◆ **Petunjuk 1**:
Sunting baris-baris di bawah dengan mengganti "gutter" menjadi "roof gutter" tanpa mengubah bagian lain, mulai dari baris yang memuat "Where can the gutter" sampai baris terakhir kumpulan baris tersebut.

PALANGKA RAYA – Sejumlah warga Bukit Rawi dan Penda Barania, Kecamatan Kahayan Tengah, Kabupaten Pulang Pisau (Pulpis) mendesak agar pembangunan pile slab atau jembatan layang yang dilaksanakan diwilayah itu segera dihentikan. Pasalnya, sampai sekarang pemerintah belum jelas memberikan ganti-rugi terhadap lahan masyarakat yang dilalui jembatan layang tersebut.
Bahkan untuk mendesak pemerintah segera menuntaskan pembayaran ganti rugi lahan tersebut, sejumlah masyarakat yang memiliki tanah di daerah tersebut menggelar unjuk rasa dan memasang spanduk bertuliskan. “Tolong hentikan pembangunan proyek pile slab ini sebelum ada kejelasan dan kesepakatan ganti rugi hak atas tanah kami”. Hal itu dilakukan warga agar pemerintah segera melakukan ganti rugi atas lahan mereka yang saat ini telah dibangun jembatan laying tersebut.
Salah seorang warga pemilik lahan di daerah tersebut Jonedi mengatakan, pembangunan pile slab yang sudah berjalan tersebut, tidak berdasarkan kesepakatan antara pemilik lahan dan pemerintah dalam arti pembangunan tersebut dilaksnakaan secara sepihak. Sehingga pihaknya menuntut agar proses pembangunan tersebut dihentikan untuk sementara waktu.
“Kami meminta agar proyek pile slab ini dihentikan sebelum adanya kejelasan dari pemerintah terkait ganti rugi lahan, karena kami memiliki sertifikat kepemilikan lahan yang sesuai aturan hukum dan perundang-undangan,” kata Jonedi, disela-sela memasang spanduk pada bangunan pile slab, Selasa (1/10).

◆ **Petunjuk 2**:
Teruskan berita tentang tuntutan warga atas ganti rugi lahan proyek pile slab di Kabupaten Pulang Pisau, dimulai setelah kalimat terakhir yang tercantum.

◆ **Baris yang diberikan**:
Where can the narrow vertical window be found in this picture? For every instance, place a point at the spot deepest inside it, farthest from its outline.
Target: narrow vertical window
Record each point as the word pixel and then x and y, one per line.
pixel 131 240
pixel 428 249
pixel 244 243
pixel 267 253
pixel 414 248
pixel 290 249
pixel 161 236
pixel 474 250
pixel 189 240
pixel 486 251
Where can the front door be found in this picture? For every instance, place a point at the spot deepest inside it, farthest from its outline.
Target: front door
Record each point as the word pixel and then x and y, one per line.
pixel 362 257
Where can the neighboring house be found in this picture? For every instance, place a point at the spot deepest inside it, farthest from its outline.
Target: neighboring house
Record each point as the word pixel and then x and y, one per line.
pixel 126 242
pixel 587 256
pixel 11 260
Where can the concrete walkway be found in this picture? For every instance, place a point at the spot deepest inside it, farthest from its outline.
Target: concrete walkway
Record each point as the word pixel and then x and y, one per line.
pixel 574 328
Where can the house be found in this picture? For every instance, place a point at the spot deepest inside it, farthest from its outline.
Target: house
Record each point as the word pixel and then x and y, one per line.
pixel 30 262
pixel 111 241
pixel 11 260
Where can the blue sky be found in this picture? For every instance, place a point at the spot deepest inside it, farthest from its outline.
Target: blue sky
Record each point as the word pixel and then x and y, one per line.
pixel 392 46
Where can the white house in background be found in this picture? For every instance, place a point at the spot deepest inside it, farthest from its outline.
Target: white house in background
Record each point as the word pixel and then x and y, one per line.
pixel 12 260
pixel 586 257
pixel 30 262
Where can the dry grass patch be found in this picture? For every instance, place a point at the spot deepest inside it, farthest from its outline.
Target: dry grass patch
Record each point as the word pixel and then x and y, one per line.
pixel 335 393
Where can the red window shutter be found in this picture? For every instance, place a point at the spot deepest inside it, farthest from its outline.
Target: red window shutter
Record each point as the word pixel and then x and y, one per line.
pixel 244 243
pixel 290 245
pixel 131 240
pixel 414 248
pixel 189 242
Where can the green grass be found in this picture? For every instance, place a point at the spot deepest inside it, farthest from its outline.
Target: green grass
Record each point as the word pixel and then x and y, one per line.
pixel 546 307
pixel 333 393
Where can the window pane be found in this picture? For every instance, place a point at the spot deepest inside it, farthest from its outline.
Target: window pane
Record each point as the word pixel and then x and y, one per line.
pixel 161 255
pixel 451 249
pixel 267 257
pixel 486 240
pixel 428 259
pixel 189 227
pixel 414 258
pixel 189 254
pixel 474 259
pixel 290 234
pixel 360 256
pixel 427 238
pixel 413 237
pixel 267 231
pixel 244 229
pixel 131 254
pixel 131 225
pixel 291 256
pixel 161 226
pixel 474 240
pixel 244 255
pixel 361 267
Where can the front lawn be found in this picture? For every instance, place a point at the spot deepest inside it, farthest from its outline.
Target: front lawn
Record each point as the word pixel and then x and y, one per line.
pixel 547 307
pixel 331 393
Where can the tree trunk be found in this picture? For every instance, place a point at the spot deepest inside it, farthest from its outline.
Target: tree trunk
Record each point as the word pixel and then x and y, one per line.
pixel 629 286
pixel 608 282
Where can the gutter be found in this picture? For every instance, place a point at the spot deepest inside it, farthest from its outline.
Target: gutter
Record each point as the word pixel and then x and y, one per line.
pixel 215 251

◆ **Keluaran yang diharapkan 1**:
Where can the roof gutter be found in this picture? For every instance, place a point at the spot deepest inside it, farthest from its outline.
Target: roof gutter
Record each point as the word pixel and then x and y, one per line.
pixel 215 251

◆ **Keluaran yang diharapkan 2**:
Diungkapkan, sebelumnya masyarakat sudah berupaya untuk berkoodinasi dengan pemerintah melalui Dinas Pekerjaan Umum dan Penataan Ruang (PUPR) Kalteng. Namun, koordinasi tersebut mencapai titik temu. Bahkan dalam mediasi yang dilaksanakan terkesan saling lempar tanggungjawab.
“Saat kita mediasi di Pemkab Pulpis, katanya kewenangan Provinsi. Saat kita bertemu Pemprov dalam hal ini diwakili PUPR menunggu koordinasi dengan kementerian. Kita sudah berupaya menunggu itikad baik pemerintah dengan menyurati gubernur dan beberapa Dinas. Bahkan kita juga sudah bertemu dengan PUPR. Tetapi tidak mendapatkan solusi karena antara PUPR Kalteng dan kementrian saling melempar tanggung jawab, padahal kami cuma mau minta kejelasan masalah ganti lahan yang memang sah milik masyarakat,” tegasnya.
Dijelaskan, saat mediasi pihak pemerintah telah menentukan harga ganti rugi lahan sebesar Rp29 ribu permeter kuadrat. Namun harga tersebut ditolak warga karena selain terlalu rendah keputusan tersebut juga dari sepihak yakni dari PUPR. Sementara mereka meminta agar lahan tersebut bisa dihargai Rp100 ribu permeter kuadratnya.
“Kalau Rp29 ribu ya terlalu kecil, harga ikan kering saja di pasar Rp50 ribu perkilonya. Dan harga tersebut ditentukan sepihak oleh pemerintah, makanya kami minta proyek siluman yang dibangun tanpa bermusyawarah dengan masyarakat ini segera dihentikan,” pungkasnya.
Aksi masyarakat ini langsung dikawal oleh Kapolres Pulpis AKBP Siswa Yuwono dan Kapolsek Kahayan Tengah Ipda Jadiman serta puluhan aparat kepolisian setempat. Dibincangi disela-sela mengawasi aksi masyarakat tersebut Siswo Yuwono mengatakan, pihaknya hanya memberikan pengamanan kepada masyarakat.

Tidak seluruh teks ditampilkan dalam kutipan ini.